Problem:
Extract every entry word for word. Skip the pictures.

(Dataset entries)
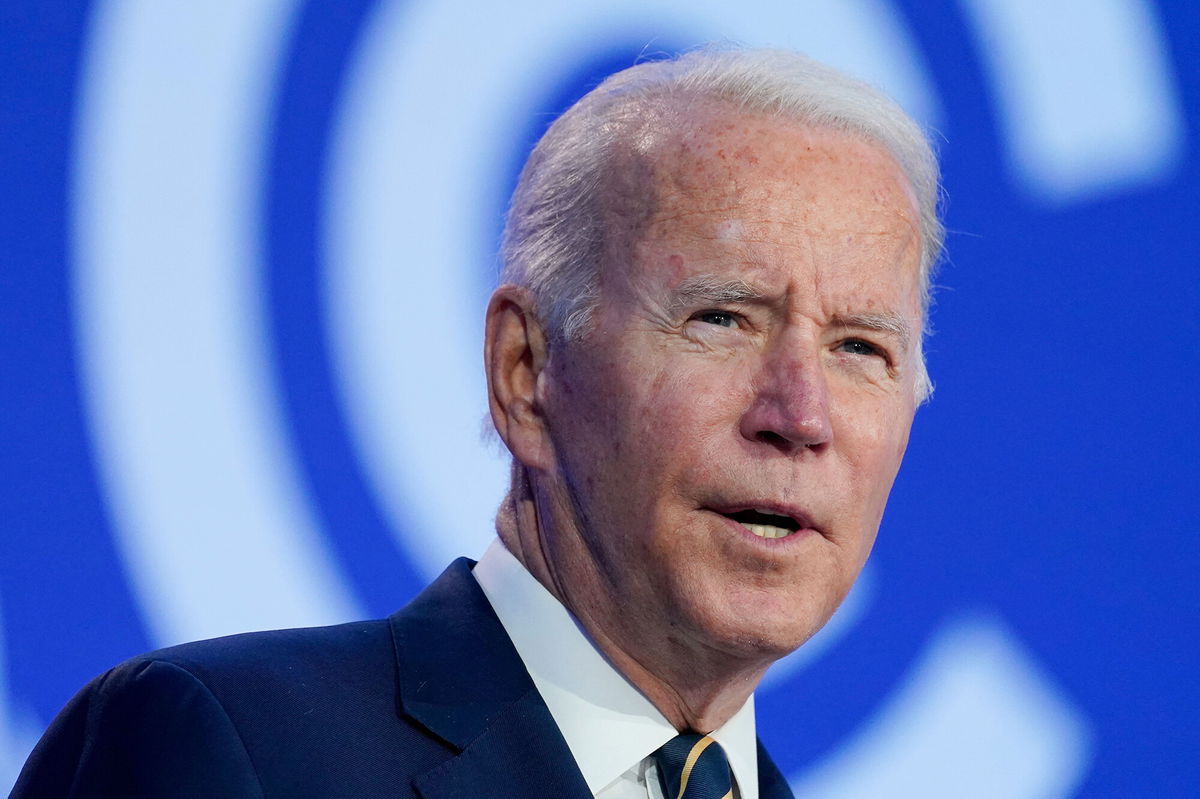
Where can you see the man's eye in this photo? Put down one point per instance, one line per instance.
(859, 347)
(723, 318)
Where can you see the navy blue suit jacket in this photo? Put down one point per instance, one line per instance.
(431, 702)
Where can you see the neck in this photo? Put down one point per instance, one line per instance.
(695, 686)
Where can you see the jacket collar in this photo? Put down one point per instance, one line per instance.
(461, 679)
(463, 682)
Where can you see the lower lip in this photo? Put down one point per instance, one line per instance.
(787, 540)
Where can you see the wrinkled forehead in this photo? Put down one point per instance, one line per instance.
(721, 175)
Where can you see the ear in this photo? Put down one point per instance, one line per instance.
(514, 358)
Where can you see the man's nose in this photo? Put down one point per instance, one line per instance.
(790, 409)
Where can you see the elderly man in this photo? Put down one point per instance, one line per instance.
(705, 359)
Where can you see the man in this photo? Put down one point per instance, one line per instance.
(705, 358)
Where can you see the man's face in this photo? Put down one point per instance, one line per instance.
(727, 431)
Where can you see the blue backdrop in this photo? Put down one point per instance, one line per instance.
(245, 251)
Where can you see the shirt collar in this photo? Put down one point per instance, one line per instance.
(607, 724)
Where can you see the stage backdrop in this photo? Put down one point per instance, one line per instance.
(247, 245)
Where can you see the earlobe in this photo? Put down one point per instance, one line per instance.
(514, 359)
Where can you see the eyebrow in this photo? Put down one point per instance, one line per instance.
(888, 323)
(709, 288)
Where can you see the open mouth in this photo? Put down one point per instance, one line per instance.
(765, 524)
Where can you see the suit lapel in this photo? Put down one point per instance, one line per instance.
(461, 678)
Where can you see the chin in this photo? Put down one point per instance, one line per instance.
(759, 634)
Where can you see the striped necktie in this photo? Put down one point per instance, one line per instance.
(694, 767)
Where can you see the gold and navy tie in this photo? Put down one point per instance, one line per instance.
(694, 767)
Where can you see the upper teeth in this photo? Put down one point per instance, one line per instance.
(766, 530)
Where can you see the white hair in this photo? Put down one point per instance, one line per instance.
(556, 230)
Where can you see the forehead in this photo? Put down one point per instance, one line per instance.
(757, 196)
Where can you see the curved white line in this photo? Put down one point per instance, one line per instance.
(209, 516)
(19, 730)
(438, 96)
(977, 718)
(1086, 95)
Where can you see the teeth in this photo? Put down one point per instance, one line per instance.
(766, 530)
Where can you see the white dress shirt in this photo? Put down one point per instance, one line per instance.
(610, 727)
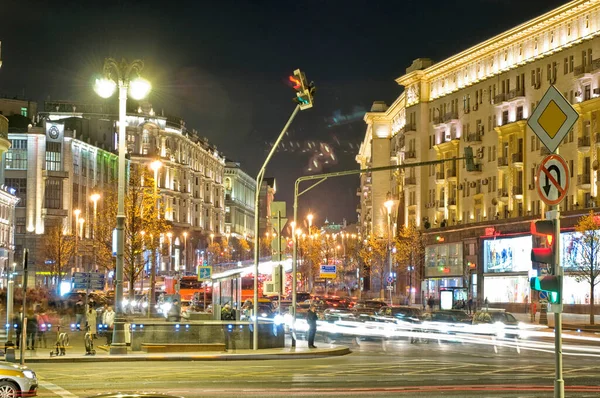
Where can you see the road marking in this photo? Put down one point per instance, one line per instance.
(61, 392)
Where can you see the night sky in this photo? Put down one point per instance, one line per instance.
(223, 66)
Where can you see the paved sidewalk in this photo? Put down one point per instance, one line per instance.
(75, 352)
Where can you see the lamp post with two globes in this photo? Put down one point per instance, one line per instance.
(119, 74)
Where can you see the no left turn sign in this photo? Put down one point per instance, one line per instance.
(553, 179)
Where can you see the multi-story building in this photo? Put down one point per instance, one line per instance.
(240, 192)
(55, 167)
(7, 209)
(476, 224)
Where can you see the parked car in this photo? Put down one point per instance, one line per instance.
(17, 381)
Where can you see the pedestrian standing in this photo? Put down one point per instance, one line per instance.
(32, 327)
(90, 319)
(108, 319)
(311, 319)
(43, 324)
(228, 314)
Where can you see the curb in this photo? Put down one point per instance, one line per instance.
(338, 351)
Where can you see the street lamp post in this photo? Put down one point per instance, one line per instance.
(155, 166)
(138, 88)
(388, 205)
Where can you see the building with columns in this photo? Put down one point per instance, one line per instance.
(476, 224)
(55, 167)
(240, 192)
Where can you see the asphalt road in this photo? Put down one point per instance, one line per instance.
(375, 368)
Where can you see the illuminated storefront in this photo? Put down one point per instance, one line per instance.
(443, 268)
(508, 267)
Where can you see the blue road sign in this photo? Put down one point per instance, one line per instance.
(204, 273)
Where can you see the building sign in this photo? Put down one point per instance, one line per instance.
(328, 271)
(54, 131)
(507, 254)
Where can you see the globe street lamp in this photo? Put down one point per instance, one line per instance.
(119, 74)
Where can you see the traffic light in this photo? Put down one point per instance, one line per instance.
(547, 253)
(550, 284)
(304, 91)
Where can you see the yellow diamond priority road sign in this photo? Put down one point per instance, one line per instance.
(552, 119)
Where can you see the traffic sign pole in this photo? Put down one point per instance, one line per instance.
(559, 383)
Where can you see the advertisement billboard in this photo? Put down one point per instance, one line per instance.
(507, 254)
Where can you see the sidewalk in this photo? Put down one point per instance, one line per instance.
(76, 353)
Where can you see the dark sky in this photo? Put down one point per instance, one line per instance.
(223, 65)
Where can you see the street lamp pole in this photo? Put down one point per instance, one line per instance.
(122, 72)
(155, 166)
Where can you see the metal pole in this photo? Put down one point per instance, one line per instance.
(23, 317)
(559, 383)
(259, 179)
(118, 346)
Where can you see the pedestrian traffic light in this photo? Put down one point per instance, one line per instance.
(551, 284)
(304, 90)
(546, 253)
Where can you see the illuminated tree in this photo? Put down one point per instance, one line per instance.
(142, 219)
(60, 249)
(586, 265)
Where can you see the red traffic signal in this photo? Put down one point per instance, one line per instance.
(546, 253)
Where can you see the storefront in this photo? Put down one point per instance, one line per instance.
(443, 268)
(507, 267)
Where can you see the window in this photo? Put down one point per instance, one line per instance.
(53, 156)
(16, 157)
(53, 194)
(20, 186)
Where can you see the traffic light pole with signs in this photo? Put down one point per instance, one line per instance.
(551, 121)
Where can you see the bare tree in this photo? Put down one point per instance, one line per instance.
(585, 254)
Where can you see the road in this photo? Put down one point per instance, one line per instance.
(388, 369)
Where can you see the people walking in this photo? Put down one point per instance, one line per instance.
(90, 319)
(228, 314)
(108, 319)
(43, 325)
(32, 327)
(311, 319)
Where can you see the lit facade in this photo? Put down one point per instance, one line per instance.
(482, 98)
(240, 192)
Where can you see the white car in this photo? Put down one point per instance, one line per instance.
(17, 381)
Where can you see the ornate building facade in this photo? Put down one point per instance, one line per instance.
(476, 224)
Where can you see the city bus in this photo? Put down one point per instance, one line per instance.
(187, 287)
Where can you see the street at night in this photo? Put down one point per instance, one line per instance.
(401, 369)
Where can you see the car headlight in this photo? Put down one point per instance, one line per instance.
(29, 374)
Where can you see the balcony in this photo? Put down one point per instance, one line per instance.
(410, 181)
(500, 98)
(451, 175)
(515, 94)
(503, 162)
(441, 204)
(475, 138)
(583, 144)
(503, 194)
(518, 192)
(410, 156)
(584, 181)
(439, 177)
(452, 203)
(517, 159)
(582, 70)
(409, 128)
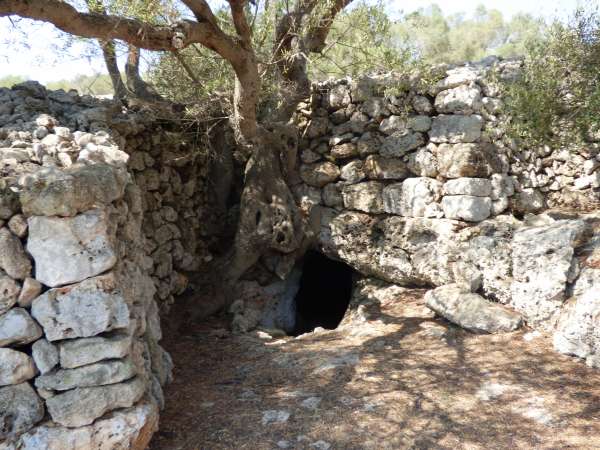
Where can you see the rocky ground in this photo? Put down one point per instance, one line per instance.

The answer:
Where can you see the man's eye in this photo? Put down one point per instance, one line per instance.
(859, 347)
(723, 318)
Where can you see the navy blue suit jacket in this photo? Put down one point per instance, one line per instance.
(431, 702)
Where can you see the neck in this photo? Put down one point per instance, one line per instance.
(695, 686)
Where can you see the jacket collar in this photo? Put down one point per instance, one line per instance.
(461, 679)
(463, 682)
Where can you see the lower lip in this photo? Put down one point per instance, one line per instance.
(787, 540)
Where can you see the wrinkled forehead in this photo? Put down one point per instance, one line per instance.
(721, 175)
Where can you see the ear in this photo? Put down one point per instance, one line per instance.
(514, 358)
Where can you see the man's nose in this photo? Put down one point per instance, one line per instance.
(790, 409)
Where can you see the elderly man in this photo? Put down one point per instance, one line per instance.
(705, 359)
Where can you see the man in this photo? Put down one point per instance, one line per instance.
(705, 358)
Where can you see the man's face in this photo? Put down one point per instance, one line per instance.
(727, 431)
Where can you see the blue backdrop in this photo? Put down one point per instance, one line per instance.
(245, 251)
Where can you see the shirt collar in this photo? Put down one point per instance, one line per instance.
(607, 724)
Where can you see the stage backdrop in this photo? Put down one point per instance, one line per instance.
(247, 245)
Where can you see the earlobe in this photo? Put down one point per instance, one line per instance.
(514, 359)
Where can you see the eyebrow in this photo? Put down one point per instance, one line per instance.
(888, 323)
(709, 288)
Where can you see the open mouth in this photo? Put down one point per instance, one line per instance.
(765, 524)
Where can you see the suit lapel in this photo? Put down one point per instance, one line per instance.
(461, 678)
Where can you see the chin in this photo? Put down one point per instance, one line per instance.
(759, 634)
Where can you see the striped necktie in this photo? Put down one point per instance, one line per instance.
(694, 767)
Where can you see the gold and navy tie in this photo? Put down one point per instance, one line per instance.
(694, 767)
Where can you see the upper teeth in this photo? Put down one point per instance, one line per instance.
(766, 530)
Where can you see the white hair in this photo? Put down one point per instance, one line per instance.
(556, 230)
Where can you see the forehead in this photo? Put down one point per instance, one line per instance.
(757, 196)
Where can you see the curved white line in this photo? Put down one point per instance, one line per instance.
(209, 516)
(19, 730)
(438, 96)
(977, 718)
(1086, 95)
Where can you see the teeth in this photo? Put down one point per instance, one line per instance.
(766, 530)
Where can you see the white dress shirt in this photo? Put down one point per instance, one line per instance.
(610, 727)
Where can you see the road marking in this photo? Put down one point per instance, one line per instance.
(61, 392)
Where can you see the night sky in this photo? Put down one point per instance, one line per instance.
(223, 66)
Where can you see the paved sidewalk in this photo? Put down one point per instance, one line per instance.
(75, 352)
Where can you see the lamp post with two globes in this photo? Put down one point per instance, one line per instance.
(119, 74)
Where can you see the no left turn sign in this photo? Put down one point per instance, one line per instance.
(553, 179)
Where can you see the multi-story building in this photo? Put down one point per instance, one line per instance.
(240, 192)
(55, 167)
(7, 209)
(476, 224)
Where can you see the parked car in this photo? Put down one point per instance, one line per instance.
(17, 381)
Where can you see the pedestrian standing in this photo? Put down one point per instance, one line per instance.
(32, 327)
(90, 319)
(108, 319)
(311, 319)
(43, 324)
(228, 314)
Where can you see the curb in this photo? Put down one point per instance, one line per instance.
(338, 351)
Where can you see the street lamp post in this photo? Put down one point per instance, one line per instance.
(155, 166)
(138, 88)
(388, 205)
Where can you see the building with columns in this photo? Put down one point per instance, one line per instance.
(476, 224)
(55, 167)
(240, 192)
Where can you see the asphalt road in this photo? Put down one point per instance, one line per instance.
(375, 368)
Where can you see the illuminated storefront in this photo? Put down one point per instance, one line per instance.
(443, 268)
(508, 267)
Where can you see the blue road sign in this photo? Put down one point per instance, one line per instance.
(204, 273)
Where can you see the building sign in this photo? Put down one point per instance, one line per instance.
(328, 271)
(54, 131)
(507, 254)
Where can you see the globe street lamp in this photo? Put down one point per instance, one line per instance.
(119, 74)
Where can you see the traffic light in this photo? Put down one point per instance, one line per instance.
(547, 253)
(550, 284)
(304, 91)
Where can you see the yellow diamond priority road sign in this photo? Put down one point per instance, one line per instance.
(552, 119)
Where can you see the traffic sign pole in this photo? Put down one point per instance, one line per instance.
(559, 383)
Where can you see the advertisement billboard in this photo? Put down one point per instance, one line per instance.
(507, 254)
Where can you see the sidewalk in this photo? Put down one point per instance, one line per instance.
(76, 353)
Where can you see the dark sky in this photo? Put down one point per instance, one line per instance.
(223, 65)
Where can you see the street lamp pole in this photo? Put down one point per instance, one line per instance.
(122, 72)
(155, 166)
Where can you see the metal pole in this photo? Put down one point per instance, one line per instance.
(23, 317)
(559, 383)
(259, 179)
(118, 346)
Where can you see the pedestrian traffic light in this photo? Put down one point per instance, one line per instance.
(551, 284)
(304, 90)
(546, 253)
Where can you see the illuminated tree in this photo? Put down one point per instance, one line per instance.
(142, 219)
(60, 249)
(586, 265)
Where can you see the red traffic signal in this photo? Put down one point per instance, one line per instance.
(546, 253)
Where can you see the storefront in this photo? Put down one point per instance, one line per instance.
(443, 268)
(507, 267)
Where can you see the window in this photo? Put down one point per instance, one line per instance.
(53, 156)
(16, 157)
(53, 194)
(20, 186)
Where can you see the traffic light pole with signs in this photo? Put down one point per instance, one line per instance.
(551, 121)
Where can you see the bare tree in this photo? Put down one point per instance, one line per instance.
(585, 254)
Where can you see the road in this photo? Put down one point per instance, one line per instance.
(388, 369)
Where can you see the people walking in this photo? Put down one point per instance, one line per instance.
(90, 319)
(228, 314)
(108, 319)
(43, 325)
(32, 327)
(311, 319)
Where can you see the lit facade in this photo? Put down one point per instance, one line per instance.
(482, 98)
(240, 192)
Where can you see the white car in this photo? Put down one point per instance, one line per instance.
(17, 381)
Where can you see the ornate building facade in this photo? Put down one point per instance, one line per instance.
(476, 224)
Where can you see the city bus in this photo? Put down one point per instance, one line per instance.
(187, 287)
Where can you see the street at night in this photo? Put down one point per instance, one line per instance.
(401, 369)
Where can you see the car headlight in this photo? Put down one point per instance, one line per instance.
(29, 374)
Where can you see the balcony in this photo? Put down one point per instance, one line per instance.
(410, 181)
(500, 98)
(451, 175)
(515, 94)
(503, 162)
(441, 204)
(475, 138)
(583, 144)
(503, 194)
(518, 192)
(410, 156)
(584, 181)
(439, 177)
(452, 203)
(517, 159)
(582, 70)
(409, 128)
Where can you see the rocky ground in this photo? Put down one point per instance, one line per instance.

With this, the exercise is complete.